• _REQUIREMENTS_
Copy the records below word for word, leaving out the pictures.

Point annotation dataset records

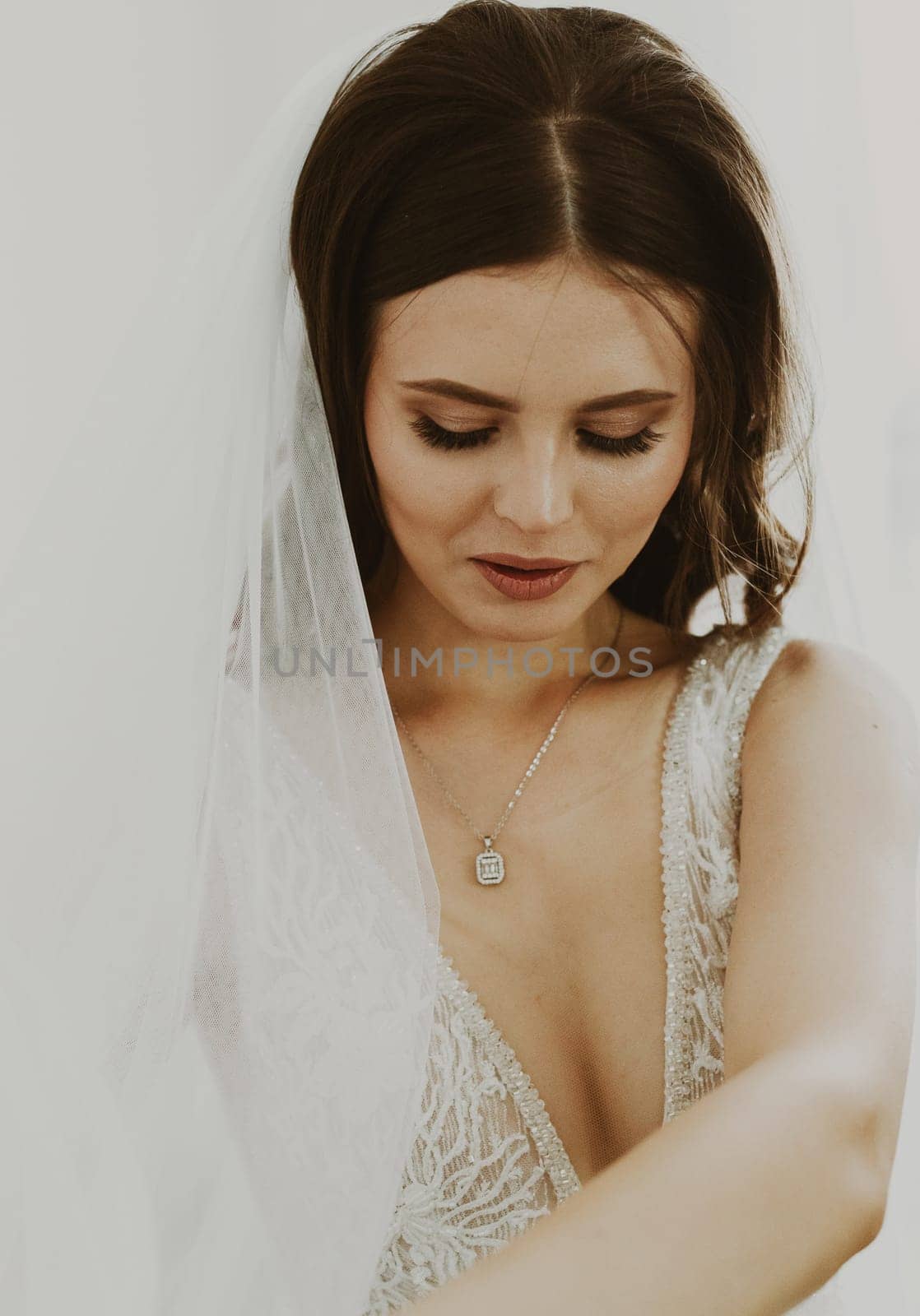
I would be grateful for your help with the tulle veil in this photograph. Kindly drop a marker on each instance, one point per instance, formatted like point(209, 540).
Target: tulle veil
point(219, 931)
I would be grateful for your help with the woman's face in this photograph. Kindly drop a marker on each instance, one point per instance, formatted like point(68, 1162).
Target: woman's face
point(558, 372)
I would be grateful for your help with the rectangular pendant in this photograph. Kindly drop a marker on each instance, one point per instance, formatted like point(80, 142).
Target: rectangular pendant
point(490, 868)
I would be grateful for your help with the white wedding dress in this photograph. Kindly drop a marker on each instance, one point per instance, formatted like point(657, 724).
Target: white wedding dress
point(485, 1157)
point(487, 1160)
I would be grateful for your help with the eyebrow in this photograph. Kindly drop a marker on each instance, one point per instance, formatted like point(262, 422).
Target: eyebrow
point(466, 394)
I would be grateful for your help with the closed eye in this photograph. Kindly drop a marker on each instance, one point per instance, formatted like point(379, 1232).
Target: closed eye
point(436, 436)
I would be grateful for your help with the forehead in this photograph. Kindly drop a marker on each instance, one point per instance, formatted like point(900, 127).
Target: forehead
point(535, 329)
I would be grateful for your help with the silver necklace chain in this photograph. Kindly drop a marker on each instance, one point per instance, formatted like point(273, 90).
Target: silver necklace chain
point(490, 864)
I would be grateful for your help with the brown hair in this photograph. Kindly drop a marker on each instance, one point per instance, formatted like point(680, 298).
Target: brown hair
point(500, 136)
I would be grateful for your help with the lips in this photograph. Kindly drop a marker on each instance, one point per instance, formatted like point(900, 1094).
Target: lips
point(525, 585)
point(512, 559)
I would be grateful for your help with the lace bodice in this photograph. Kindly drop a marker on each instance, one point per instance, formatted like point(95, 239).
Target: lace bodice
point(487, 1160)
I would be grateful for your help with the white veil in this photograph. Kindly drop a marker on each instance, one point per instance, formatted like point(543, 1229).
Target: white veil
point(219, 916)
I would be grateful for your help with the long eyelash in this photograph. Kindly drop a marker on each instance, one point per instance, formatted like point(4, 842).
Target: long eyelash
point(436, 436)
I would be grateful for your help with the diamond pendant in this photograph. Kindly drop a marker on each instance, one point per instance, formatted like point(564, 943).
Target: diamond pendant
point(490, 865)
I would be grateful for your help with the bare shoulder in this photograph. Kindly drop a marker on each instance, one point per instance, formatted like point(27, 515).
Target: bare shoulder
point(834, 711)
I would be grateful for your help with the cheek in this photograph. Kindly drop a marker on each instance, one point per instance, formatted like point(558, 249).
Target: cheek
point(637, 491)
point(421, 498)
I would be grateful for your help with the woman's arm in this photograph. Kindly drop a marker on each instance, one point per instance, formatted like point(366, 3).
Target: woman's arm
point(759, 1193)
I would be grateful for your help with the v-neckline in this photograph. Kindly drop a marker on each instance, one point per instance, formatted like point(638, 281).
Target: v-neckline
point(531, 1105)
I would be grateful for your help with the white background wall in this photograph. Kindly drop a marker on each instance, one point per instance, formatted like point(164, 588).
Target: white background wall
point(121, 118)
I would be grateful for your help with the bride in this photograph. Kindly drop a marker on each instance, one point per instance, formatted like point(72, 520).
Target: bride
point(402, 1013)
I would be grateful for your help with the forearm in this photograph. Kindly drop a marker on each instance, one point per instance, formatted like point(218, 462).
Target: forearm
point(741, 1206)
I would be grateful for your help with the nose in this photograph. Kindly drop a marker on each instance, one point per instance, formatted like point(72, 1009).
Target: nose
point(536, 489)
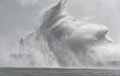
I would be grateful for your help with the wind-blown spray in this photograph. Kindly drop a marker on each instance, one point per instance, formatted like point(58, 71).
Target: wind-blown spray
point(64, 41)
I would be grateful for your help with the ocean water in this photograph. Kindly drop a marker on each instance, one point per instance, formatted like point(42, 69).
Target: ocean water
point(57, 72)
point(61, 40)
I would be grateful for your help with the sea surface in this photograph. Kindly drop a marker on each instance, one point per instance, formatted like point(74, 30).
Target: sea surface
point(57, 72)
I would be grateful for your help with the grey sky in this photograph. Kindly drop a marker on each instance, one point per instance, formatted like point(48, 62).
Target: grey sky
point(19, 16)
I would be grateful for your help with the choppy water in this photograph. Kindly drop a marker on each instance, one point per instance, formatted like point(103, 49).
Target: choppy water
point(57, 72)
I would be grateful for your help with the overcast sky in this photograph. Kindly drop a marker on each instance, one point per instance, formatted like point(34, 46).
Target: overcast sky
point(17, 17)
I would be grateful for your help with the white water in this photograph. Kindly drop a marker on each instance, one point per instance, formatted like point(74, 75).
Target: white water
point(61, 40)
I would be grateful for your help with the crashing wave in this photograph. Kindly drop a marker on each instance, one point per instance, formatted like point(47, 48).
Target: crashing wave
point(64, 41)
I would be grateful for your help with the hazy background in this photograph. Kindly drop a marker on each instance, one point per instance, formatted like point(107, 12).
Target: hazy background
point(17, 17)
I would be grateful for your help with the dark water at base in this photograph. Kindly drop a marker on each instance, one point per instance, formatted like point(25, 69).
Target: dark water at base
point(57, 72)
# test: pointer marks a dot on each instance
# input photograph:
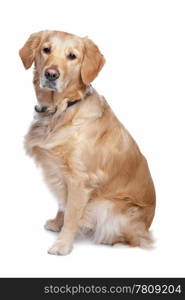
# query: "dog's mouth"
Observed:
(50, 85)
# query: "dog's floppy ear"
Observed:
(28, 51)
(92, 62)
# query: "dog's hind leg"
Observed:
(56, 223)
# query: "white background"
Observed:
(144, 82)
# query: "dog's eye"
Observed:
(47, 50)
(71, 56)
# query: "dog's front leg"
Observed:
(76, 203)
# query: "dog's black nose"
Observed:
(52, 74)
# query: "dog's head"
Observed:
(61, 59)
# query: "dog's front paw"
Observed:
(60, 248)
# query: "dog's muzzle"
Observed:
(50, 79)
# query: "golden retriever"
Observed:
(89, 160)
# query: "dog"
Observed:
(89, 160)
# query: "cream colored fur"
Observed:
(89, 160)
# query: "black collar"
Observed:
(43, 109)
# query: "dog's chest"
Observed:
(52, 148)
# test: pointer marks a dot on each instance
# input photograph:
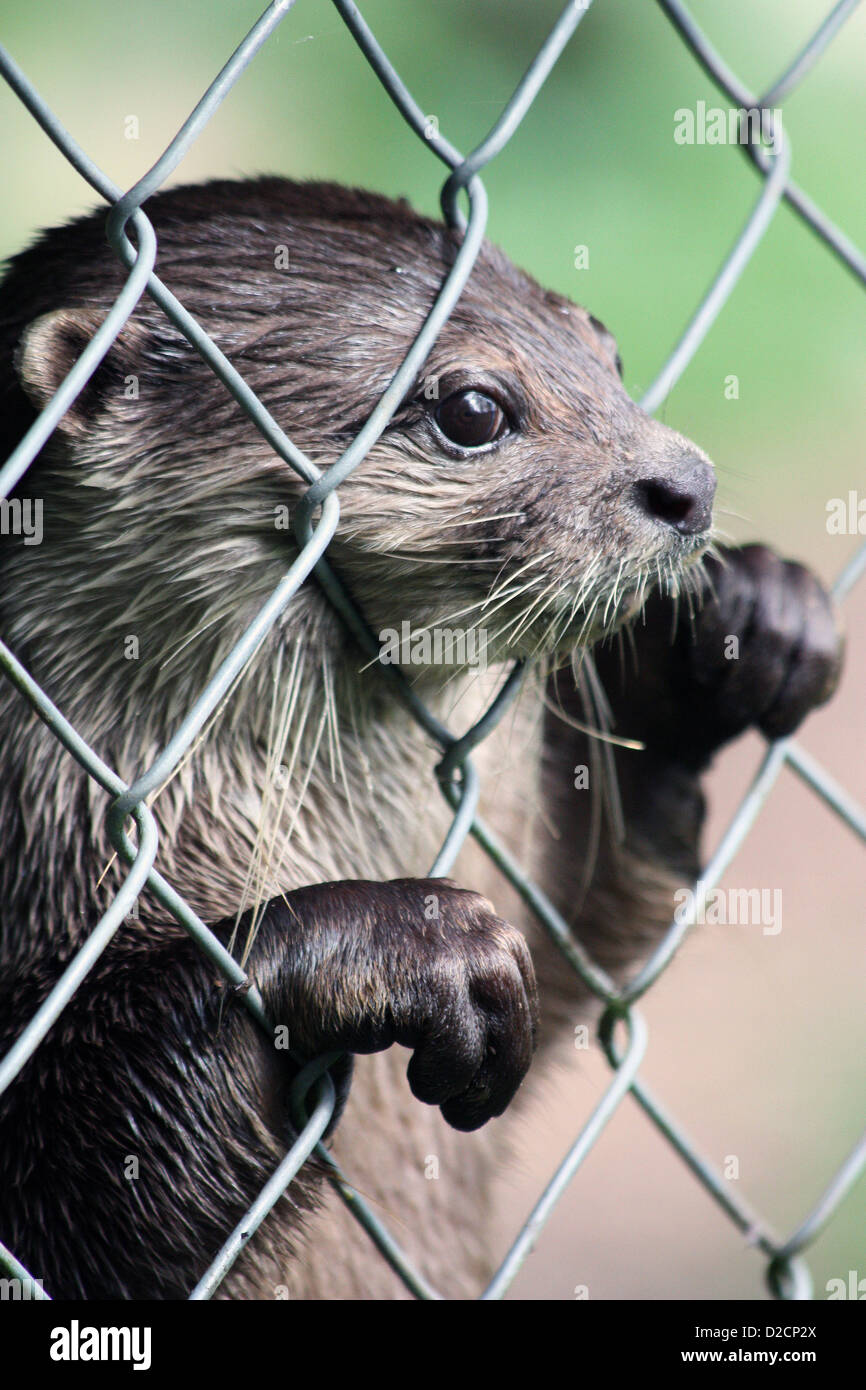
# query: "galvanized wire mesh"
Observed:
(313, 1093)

• _COMPLETE ANSWER_
I would be grateful for your help with the tulle veil in this photograph. Kindly drop a marker on each instance, one point per instance, formatted like point(209, 540).
Target: tulle veil
point(219, 931)
I would be grateful for your help with the woman's face in this photograph. Kindly drop a marker on each instance, one point per instance, formatted like point(68, 1162).
Target: woman's face
point(558, 372)
I would be grateful for your help with the rectangular pendant in this photograph. Kindly drop a marker on each instance, one point per instance, formatted like point(80, 142).
Target: rectangular pendant
point(490, 868)
I would be grateful for your help with the white wedding dress in this photograph. Kindly drop a marker on each instance, one point per instance, formatted like point(657, 724).
Target: white wedding dress
point(485, 1157)
point(487, 1160)
I would be grateful for your help with the eyebrow in this photograph. Kindly drop a marker on each instance, one point per instance, formatted like point(262, 422).
Target: eyebrow
point(466, 394)
I would be grateful for your help with the closed eye in this photograph. Kindly drop a marker on each instance, one point per instance, formatted like point(379, 1232).
Target: closed eye
point(436, 436)
I would be grateful for your help with the forehead in this photograph. Kindly drop a marker on each instance, one point per instance, formatted like point(900, 127).
Target: forehead
point(535, 329)
I would be grateful for your help with the silver necklace chain in this photograph. Kindly drop a marker on each instance, one point per instance, formatted like point(273, 90).
Target: silver necklace chain
point(490, 864)
I would be grateful for your help with the brown hair in this photograph. Kindly drop a marker on each instance, one point per instance, formatted like point(680, 298).
Target: brown hair
point(500, 136)
I would be grateful for your help with the lips in this photograph. Kindly drop a marker on each instance, one point per instance, formatted like point(900, 1094).
Target: lips
point(525, 585)
point(512, 559)
I would be grateful for your help with the lace bodice in this photograph. Kindly drop a marker on each instance, one point per instance, formatted like point(95, 239).
Target: lace bodice
point(487, 1160)
I would be grateful for your help with the white veil in this photograph. Kindly drop a marker on each instance, one point per instance, formatted like point(543, 1229).
Target: white veil
point(219, 916)
I would be grateful for your help with the long eyelash in this photograph. Kindly drop a marker on each instance, one point per instance, formatted like point(4, 842).
Target: long eyelash
point(436, 436)
I would be grateful for your help with the diamond pendant in this photograph. Kindly drop a marker on each instance, one point per instance, formatted like point(564, 943).
Target: diamond pendant
point(490, 865)
I would be grateful for your help with the bare shoulder in this photograph. Kindly drop a marker on each instance, one point per instance, formatted like point(27, 515).
Target: bare shoulder
point(834, 711)
I would be grateful for your help with the cheek in this photograph. Kindly drop a marker on each instance, one point per instance, formatted like point(558, 249).
Target: cheek
point(637, 491)
point(421, 498)
I would be grateful for your help with the woman's arm in this photograph. Kindly drop a marker on each instance, one point per instance, formatted like point(366, 3).
Target: woman's arm
point(759, 1193)
I would be grateful for your help with the v-neckline in this photograph. Kindly drop a marker on each instance, one point per instance, formatted like point(638, 281).
Target: v-neckline
point(531, 1105)
I would be grateful for your help with the white background wall in this photograph. Kindly drop a marker on each instance, one point per instance, formatted like point(164, 588).
Target: white background wall
point(121, 118)
I would be grateful for your help with the bride in this photograph. Kindly drop a marker on each instance, one point per instance, formatted like point(72, 520).
Target: bride
point(402, 1013)
I would be grateful for your help with the forearm in this photograph. Kindly drop a marker on each instance, one point per instance, formatted like point(218, 462).
Target: forearm
point(741, 1206)
I would be grateful for your help with the nose in this photograph. Kindly drop a marker on each instance, one point per instance, formatted like point(72, 1009).
Target: nose
point(536, 489)
I would be grateful for your help with the wind-blown spray in this photograph. Kindly drop a marker on each instance, one point per instance, formatted like point(58, 71).
Target: wind-blown spray
point(64, 41)
I would be grateful for your help with the ocean water in this photograph. Kindly drop a marker on each instance, one point per instance, formatted like point(42, 69).
Target: ocean water
point(57, 72)
point(61, 40)
I would be grateful for your help with the sea surface in this photograph. Kindly drop a marker on each instance, one point per instance, formatted like point(74, 30).
Target: sea surface
point(57, 72)
I would be grateful for your help with the grey sky in this photograph. Kindly drop a marker on each instance, one point per instance, formatted like point(48, 62).
Target: grey sky
point(19, 16)
I would be grateful for your help with the choppy water in this photograph. Kindly drop a marker on each instance, one point per instance, formatted like point(103, 49).
Target: choppy water
point(57, 72)
I would be grateful for your help with the overcast sky in this photograph. Kindly drop a marker on each instance, one point per instance, formatted like point(34, 46).
Target: overcast sky
point(17, 17)
I would be grateful for your help with the white water in this photograph. Kindly drop a marker on each instance, one point per instance, formatted like point(74, 75).
Target: white water
point(61, 40)
I would be grateful for your help with the crashing wave in this photograph. Kindly drop a marker on each instance, one point per instance, formatted like point(47, 48).
Target: crashing wave
point(64, 41)
I would be grateful for your help with the hazy background in this photograph. Kindly drop a marker on each instance, one point per instance, formatted like point(107, 12).
Target: hazy background
point(17, 17)
I would be grateful for your help with the dark water at base in this photograph. Kindly drop a marker on each instance, one point per instance, formatted like point(25, 69).
Target: dark water at base
point(57, 72)
# test: pointer marks a dot on each instance
# input photograph:
# query: "dog's mouth"
Observed:
(50, 85)
# query: "dog's floppy ear"
Observed:
(28, 51)
(92, 62)
# query: "dog's hind leg"
Observed:
(56, 223)
# query: "white background"
Observed:
(144, 82)
# query: "dog's eye"
Observed:
(47, 50)
(71, 56)
# query: "dog's front leg"
Observed:
(76, 203)
# query: "dog's black nose"
Observed:
(52, 74)
# query: "dog's head"
Observed:
(61, 59)
# query: "dog's front paw"
Observed:
(60, 248)
# query: "dog's muzzle"
Observed:
(50, 79)
# query: "golden retriever"
Observed:
(89, 160)
# query: "dog"
Observed:
(89, 160)
# query: "cream colored fur"
Observed:
(89, 160)
# query: "black collar"
Observed:
(43, 109)
# query: "dog's chest"
Observed:
(52, 148)
# test: pointer marks a dot on each instance
# input photograph:
# query: "galvanized wire mesh"
Observed:
(313, 1093)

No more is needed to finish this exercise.